[Saved entries]
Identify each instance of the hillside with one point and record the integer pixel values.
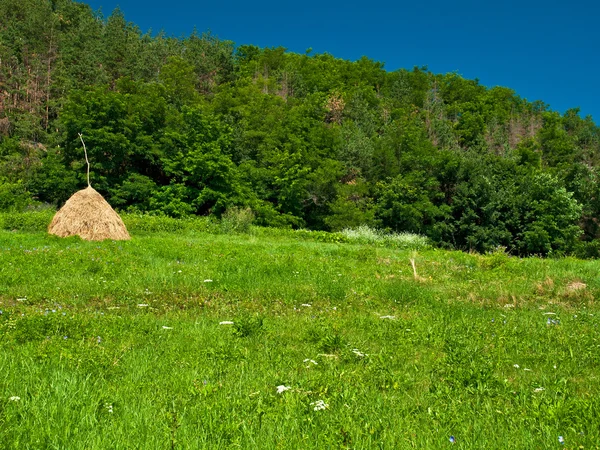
(204, 339)
(197, 126)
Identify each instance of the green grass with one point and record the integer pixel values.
(119, 344)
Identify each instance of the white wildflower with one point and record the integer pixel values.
(281, 389)
(319, 405)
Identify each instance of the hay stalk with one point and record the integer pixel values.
(86, 160)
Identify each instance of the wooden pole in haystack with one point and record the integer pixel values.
(87, 215)
(86, 160)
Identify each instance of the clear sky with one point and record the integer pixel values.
(544, 50)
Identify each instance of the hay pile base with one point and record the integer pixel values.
(88, 215)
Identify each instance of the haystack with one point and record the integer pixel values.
(89, 216)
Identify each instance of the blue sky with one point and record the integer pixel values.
(544, 50)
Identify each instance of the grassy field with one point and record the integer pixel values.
(198, 339)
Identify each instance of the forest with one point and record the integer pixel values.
(197, 125)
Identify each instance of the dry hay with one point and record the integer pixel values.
(88, 215)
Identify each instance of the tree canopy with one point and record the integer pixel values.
(196, 125)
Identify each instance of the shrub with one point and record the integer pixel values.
(368, 235)
(33, 221)
(237, 220)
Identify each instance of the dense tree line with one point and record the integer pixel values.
(196, 125)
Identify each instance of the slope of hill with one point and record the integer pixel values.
(196, 126)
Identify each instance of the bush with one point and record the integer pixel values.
(33, 221)
(368, 235)
(237, 220)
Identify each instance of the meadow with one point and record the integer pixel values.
(200, 334)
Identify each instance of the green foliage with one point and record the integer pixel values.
(14, 196)
(194, 126)
(26, 221)
(237, 220)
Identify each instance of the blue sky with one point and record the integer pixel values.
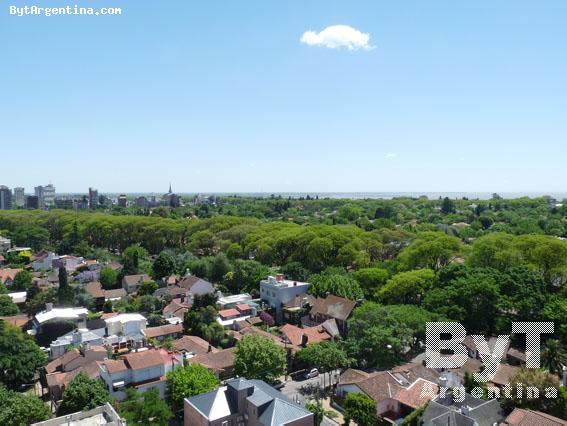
(222, 96)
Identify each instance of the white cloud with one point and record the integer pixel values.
(337, 36)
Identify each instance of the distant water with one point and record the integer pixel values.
(365, 195)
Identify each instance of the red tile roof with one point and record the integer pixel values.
(163, 330)
(225, 313)
(294, 334)
(142, 360)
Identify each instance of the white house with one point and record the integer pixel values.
(143, 370)
(51, 314)
(277, 291)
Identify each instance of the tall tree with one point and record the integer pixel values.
(83, 393)
(21, 409)
(259, 358)
(163, 266)
(20, 357)
(186, 381)
(361, 409)
(145, 408)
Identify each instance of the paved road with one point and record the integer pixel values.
(301, 390)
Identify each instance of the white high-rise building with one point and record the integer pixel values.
(19, 197)
(45, 195)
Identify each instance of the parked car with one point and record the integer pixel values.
(311, 373)
(278, 384)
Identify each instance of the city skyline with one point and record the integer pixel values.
(257, 97)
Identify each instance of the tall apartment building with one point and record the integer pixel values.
(93, 198)
(19, 197)
(45, 195)
(122, 200)
(5, 198)
(32, 202)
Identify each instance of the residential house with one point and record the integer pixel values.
(43, 261)
(277, 291)
(244, 403)
(77, 337)
(220, 362)
(131, 283)
(521, 417)
(142, 370)
(443, 411)
(103, 415)
(226, 302)
(5, 244)
(7, 275)
(196, 286)
(397, 392)
(192, 346)
(301, 337)
(100, 295)
(172, 331)
(125, 331)
(19, 298)
(478, 353)
(70, 263)
(229, 317)
(175, 311)
(51, 314)
(57, 374)
(331, 307)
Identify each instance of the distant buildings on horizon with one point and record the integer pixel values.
(45, 197)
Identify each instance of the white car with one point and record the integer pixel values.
(311, 373)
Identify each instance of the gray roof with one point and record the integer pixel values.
(275, 408)
(476, 412)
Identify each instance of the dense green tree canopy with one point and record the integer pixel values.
(186, 381)
(20, 357)
(83, 393)
(21, 409)
(259, 358)
(145, 408)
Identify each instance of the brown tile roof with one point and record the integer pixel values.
(520, 417)
(504, 374)
(193, 344)
(225, 313)
(294, 334)
(163, 330)
(189, 282)
(116, 293)
(176, 308)
(8, 274)
(95, 289)
(217, 361)
(333, 306)
(17, 320)
(418, 393)
(380, 386)
(243, 307)
(142, 360)
(135, 279)
(114, 365)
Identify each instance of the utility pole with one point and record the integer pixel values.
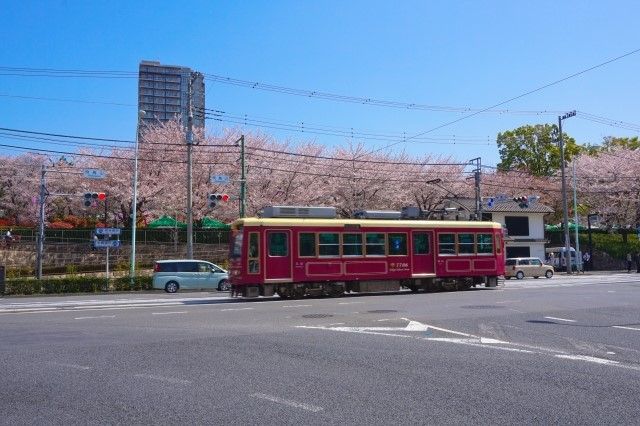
(565, 212)
(476, 176)
(243, 179)
(190, 175)
(40, 239)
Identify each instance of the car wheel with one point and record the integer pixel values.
(224, 285)
(171, 287)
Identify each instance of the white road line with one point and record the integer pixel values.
(75, 366)
(163, 379)
(588, 359)
(99, 316)
(560, 319)
(290, 403)
(626, 328)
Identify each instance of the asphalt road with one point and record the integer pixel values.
(565, 350)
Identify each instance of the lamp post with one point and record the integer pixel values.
(565, 212)
(589, 216)
(132, 266)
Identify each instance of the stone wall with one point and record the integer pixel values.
(23, 255)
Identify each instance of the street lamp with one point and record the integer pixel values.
(565, 213)
(132, 267)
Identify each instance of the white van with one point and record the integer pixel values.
(172, 275)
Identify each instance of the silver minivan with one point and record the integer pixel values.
(172, 275)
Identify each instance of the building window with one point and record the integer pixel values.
(517, 226)
(397, 244)
(352, 244)
(328, 244)
(307, 244)
(375, 244)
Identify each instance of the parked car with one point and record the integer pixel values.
(521, 267)
(172, 275)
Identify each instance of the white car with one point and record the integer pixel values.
(173, 275)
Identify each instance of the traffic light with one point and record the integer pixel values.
(90, 197)
(217, 198)
(523, 202)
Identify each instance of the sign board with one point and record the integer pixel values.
(106, 243)
(107, 231)
(219, 179)
(95, 173)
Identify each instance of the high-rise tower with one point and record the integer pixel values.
(163, 93)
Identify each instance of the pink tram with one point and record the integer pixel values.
(298, 251)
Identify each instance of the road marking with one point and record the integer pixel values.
(560, 319)
(236, 309)
(588, 359)
(626, 328)
(76, 366)
(290, 403)
(99, 316)
(163, 379)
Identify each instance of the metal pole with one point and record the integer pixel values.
(134, 212)
(575, 220)
(190, 178)
(243, 179)
(40, 239)
(565, 216)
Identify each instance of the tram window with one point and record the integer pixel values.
(328, 244)
(465, 244)
(375, 244)
(421, 243)
(397, 244)
(485, 244)
(307, 244)
(352, 244)
(254, 253)
(278, 246)
(446, 244)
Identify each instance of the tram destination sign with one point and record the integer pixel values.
(108, 231)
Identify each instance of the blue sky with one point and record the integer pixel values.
(441, 53)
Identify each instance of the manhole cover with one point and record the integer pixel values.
(317, 316)
(483, 307)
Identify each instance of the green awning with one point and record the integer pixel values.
(210, 223)
(166, 222)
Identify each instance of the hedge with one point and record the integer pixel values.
(74, 284)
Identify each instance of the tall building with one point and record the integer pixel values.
(163, 93)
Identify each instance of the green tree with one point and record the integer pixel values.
(534, 149)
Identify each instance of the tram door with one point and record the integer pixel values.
(422, 252)
(278, 255)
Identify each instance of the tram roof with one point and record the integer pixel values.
(363, 223)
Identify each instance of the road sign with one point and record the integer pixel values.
(219, 179)
(107, 243)
(107, 231)
(95, 173)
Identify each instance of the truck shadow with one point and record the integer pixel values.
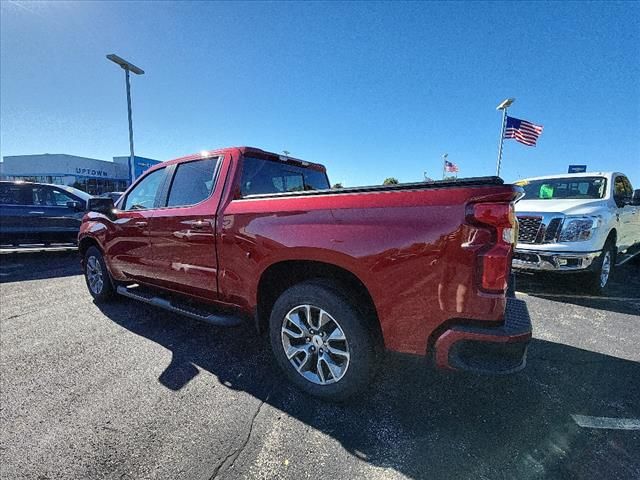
(421, 422)
(38, 265)
(622, 296)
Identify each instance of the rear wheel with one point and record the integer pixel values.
(97, 276)
(321, 342)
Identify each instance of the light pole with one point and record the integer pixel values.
(503, 106)
(444, 164)
(128, 67)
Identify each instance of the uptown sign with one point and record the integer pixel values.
(91, 172)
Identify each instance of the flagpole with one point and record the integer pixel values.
(444, 164)
(503, 106)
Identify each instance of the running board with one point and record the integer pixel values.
(625, 258)
(182, 309)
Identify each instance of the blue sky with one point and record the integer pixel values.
(371, 90)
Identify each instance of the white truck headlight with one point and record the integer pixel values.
(578, 229)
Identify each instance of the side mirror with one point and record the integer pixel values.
(73, 205)
(102, 205)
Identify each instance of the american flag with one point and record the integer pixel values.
(450, 167)
(522, 131)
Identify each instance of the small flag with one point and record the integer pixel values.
(450, 167)
(522, 131)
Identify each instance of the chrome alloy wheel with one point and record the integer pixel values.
(606, 269)
(315, 344)
(94, 275)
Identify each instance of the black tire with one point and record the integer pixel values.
(360, 366)
(596, 281)
(95, 265)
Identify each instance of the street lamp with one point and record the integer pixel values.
(128, 67)
(503, 106)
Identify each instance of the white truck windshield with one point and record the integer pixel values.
(573, 188)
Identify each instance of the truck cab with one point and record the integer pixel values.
(578, 223)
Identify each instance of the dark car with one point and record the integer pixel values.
(115, 196)
(39, 213)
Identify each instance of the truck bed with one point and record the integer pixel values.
(436, 184)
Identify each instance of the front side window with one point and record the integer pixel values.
(622, 189)
(11, 194)
(143, 195)
(261, 176)
(192, 183)
(564, 188)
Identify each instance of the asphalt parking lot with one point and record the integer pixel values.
(129, 391)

## Work required
Only this range is to be output: the line that contains "Identify each instance of the truck bed" through the last line of the records above, both inclusive.

## Response below
Identify each instance of the truck bed with one point and record the integer pixel values.
(436, 184)
Identify each instance of the front side window with one point and record the integer pixel values.
(622, 189)
(11, 194)
(143, 195)
(261, 176)
(192, 183)
(564, 188)
Identify each instance of the asphalt parking lot with one point and record the integer pixel values.
(129, 391)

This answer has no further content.